QUOTED PASSAGE =
October 23, 2009

It began with careless words tossed from my daughter's mouth. She had no idea the effect they would have on me. I need to believe that.

"I want Auntie Crys to be my mommy. I don't want you to be my mommy. I want you to sell me to another family."

She bounces on the knees of my younger sister. Giggling in the uncomfortable silence. I think she sees I'm hurt, but she's five. The rest of the evening passes in a blur of sadness.

The attachment monster rears it's ugly head. It isn't a stranger in our home. We brought it home with us each time we adopted.

I wonder if I will ever be secure in our relationship. When hurting words are exchanged will I forever wonder if it is because I'm not the mother I should be to my injured daughter. With motherhood comes insecurity.

Remorse.

Guilt.

INFORMATION SUPPLIED =
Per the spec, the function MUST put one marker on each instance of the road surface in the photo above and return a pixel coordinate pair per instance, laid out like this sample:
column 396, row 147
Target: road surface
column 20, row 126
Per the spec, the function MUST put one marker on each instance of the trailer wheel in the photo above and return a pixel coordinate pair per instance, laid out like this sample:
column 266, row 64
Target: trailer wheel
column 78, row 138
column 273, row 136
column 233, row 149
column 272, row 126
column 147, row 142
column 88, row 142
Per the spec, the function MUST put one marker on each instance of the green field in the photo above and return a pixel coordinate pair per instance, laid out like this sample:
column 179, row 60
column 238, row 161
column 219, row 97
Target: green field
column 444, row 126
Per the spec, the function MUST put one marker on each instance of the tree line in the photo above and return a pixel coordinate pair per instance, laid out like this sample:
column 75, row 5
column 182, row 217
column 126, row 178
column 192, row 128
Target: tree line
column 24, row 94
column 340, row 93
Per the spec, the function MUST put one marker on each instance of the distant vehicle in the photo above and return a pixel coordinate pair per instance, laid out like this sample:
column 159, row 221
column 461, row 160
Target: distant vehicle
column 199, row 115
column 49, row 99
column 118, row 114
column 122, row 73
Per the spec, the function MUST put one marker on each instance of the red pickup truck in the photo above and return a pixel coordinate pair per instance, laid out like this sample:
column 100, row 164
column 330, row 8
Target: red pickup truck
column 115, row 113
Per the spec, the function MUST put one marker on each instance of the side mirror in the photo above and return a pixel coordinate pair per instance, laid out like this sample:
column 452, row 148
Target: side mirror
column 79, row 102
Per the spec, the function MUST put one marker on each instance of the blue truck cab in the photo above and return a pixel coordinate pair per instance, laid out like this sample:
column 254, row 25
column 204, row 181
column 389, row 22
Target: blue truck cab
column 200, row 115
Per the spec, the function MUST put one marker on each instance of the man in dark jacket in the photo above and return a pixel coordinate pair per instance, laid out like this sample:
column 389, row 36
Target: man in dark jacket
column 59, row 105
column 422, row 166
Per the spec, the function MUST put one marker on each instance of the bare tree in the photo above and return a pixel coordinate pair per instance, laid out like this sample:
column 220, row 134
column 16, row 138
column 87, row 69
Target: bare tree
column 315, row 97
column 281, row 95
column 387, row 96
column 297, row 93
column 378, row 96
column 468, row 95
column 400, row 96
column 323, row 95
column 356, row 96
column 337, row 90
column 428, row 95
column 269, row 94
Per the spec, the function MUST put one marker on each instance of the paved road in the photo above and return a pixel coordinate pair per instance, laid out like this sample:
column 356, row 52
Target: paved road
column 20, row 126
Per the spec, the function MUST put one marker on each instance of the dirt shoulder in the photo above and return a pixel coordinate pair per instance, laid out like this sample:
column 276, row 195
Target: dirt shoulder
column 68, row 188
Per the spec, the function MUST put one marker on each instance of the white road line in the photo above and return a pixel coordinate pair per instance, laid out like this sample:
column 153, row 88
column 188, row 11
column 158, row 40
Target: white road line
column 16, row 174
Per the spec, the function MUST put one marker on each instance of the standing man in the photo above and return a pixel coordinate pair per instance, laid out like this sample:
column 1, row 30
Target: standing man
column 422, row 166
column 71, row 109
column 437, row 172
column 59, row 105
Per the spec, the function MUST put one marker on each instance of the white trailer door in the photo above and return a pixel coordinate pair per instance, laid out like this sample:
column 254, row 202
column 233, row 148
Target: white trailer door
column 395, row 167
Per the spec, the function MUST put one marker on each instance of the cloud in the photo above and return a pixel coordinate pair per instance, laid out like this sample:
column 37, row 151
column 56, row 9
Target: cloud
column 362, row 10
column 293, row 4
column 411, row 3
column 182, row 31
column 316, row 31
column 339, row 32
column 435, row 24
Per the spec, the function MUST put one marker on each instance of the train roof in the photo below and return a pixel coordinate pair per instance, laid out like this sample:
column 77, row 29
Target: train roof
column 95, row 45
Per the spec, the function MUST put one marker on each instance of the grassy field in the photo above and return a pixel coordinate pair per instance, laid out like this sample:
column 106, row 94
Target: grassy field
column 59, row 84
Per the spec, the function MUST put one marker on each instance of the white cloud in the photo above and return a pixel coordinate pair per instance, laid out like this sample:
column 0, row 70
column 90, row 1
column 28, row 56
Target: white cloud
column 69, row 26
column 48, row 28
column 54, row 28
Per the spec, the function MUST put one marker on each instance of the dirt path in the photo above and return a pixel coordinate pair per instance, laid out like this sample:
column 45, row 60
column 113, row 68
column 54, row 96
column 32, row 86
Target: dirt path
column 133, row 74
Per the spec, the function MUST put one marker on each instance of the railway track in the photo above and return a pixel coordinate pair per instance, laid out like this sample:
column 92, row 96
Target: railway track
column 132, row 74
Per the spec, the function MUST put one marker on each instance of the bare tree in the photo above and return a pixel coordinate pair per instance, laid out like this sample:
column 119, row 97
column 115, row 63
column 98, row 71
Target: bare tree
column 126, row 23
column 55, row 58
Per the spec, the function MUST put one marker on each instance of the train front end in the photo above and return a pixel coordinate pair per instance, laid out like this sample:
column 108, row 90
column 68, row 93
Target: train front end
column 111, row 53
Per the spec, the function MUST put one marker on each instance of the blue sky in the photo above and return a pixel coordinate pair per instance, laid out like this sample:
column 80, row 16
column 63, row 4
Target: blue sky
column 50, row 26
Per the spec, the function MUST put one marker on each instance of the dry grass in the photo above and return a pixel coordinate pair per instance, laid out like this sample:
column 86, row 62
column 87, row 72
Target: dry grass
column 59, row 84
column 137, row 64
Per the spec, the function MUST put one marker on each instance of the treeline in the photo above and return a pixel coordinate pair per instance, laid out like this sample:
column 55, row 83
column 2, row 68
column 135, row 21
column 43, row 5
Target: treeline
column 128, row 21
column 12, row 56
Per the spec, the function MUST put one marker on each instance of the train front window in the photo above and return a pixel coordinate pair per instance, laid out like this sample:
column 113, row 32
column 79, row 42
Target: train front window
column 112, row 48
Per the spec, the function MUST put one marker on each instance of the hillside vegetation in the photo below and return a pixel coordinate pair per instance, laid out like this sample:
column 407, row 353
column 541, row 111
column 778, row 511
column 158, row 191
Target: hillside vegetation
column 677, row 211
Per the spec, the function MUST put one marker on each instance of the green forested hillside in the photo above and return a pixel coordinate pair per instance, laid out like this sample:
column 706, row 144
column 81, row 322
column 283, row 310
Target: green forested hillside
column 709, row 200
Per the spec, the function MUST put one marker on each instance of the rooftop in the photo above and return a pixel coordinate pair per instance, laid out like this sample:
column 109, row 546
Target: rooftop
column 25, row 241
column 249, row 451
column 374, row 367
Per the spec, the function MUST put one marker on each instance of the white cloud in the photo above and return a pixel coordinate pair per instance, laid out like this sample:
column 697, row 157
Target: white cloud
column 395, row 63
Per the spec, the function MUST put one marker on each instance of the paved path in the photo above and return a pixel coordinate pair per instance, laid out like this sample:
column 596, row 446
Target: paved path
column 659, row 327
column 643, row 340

WHAT TO PRODUCE = Reproduce the October 23, 2009 entry above word for word, from "It began with" to "motherhood comes insecurity.".

EXERCISE RESULT =
It began with careless words tossed from my daughter's mouth. She had no idea the effect they would have on me. I need to believe that.

"I want Auntie Crys to be my mommy. I don't want you to be my mommy. I want you to sell me to another family."

She bounces on the knees of my younger sister. Giggling in the uncomfortable silence. I think she sees I'm hurt, but she's five. The rest of the evening passes in a blur of sadness.

The attachment monster rears it's ugly head. It isn't a stranger in our home. We brought it home with us each time we adopted.

I wonder if I will ever be secure in our relationship. When hurting words are exchanged will I forever wonder if it is because I'm not the mother I should be to my injured daughter. With motherhood comes insecurity.